*PROBLEM DESCRIPTION*: In the records, find every line with the word "form" and copy it out.

*Source records*:

━━━

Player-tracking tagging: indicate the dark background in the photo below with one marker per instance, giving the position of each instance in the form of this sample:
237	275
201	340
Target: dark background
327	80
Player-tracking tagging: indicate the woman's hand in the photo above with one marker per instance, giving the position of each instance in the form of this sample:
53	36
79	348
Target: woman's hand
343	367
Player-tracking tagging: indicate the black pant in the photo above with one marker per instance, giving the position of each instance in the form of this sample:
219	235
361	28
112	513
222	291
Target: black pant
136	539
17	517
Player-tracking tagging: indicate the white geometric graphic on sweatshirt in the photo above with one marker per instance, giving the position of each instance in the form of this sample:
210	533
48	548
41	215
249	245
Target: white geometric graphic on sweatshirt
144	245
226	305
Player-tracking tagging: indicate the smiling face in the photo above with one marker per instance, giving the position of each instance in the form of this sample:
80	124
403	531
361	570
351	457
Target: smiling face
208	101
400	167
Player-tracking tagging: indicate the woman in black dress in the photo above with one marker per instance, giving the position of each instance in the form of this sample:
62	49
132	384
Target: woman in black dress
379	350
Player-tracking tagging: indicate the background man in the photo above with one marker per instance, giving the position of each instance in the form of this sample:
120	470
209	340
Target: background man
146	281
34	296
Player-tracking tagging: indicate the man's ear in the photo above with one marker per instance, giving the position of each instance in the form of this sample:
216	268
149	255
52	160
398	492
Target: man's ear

━━━

*RESPONSE TO THE TASK*:
Player-tracking tagging: indicate the dark background in the photo below with one marker per instance, giving the position of each instance in the form of this sample:
Player-tracking tagging: indicate the woman's hand in the photo above with one marker per instance, giving the position of each instance in the form of this sample:
Player-tracking tagging: indicate the black pant in the photo above with one marker per instance, giving the position of each instance in the form of this sample:
Player-tracking tagging: indicate the white geometric graphic on sweatshirt in the photo above with one marker per instance, giving the position of each instance in the form of this sample:
Player-tracking tagging: indicate the smiling face in the photo above with one marker per instance, giving the position of each instance in the form of this sample:
Player-tracking tagging: indicate the woman in black dress in the photo above with one marker per instance, giving the position of each instance in the form of this sample:
Player-tracking tagging: indicate the background man in the photo above with one marker per instance, giving the position of each instance in the form of this sample:
Player-tracking tagging: indicate the man's ear in the photo above with one marker per instance, giving the position of each instance in the form of this sample:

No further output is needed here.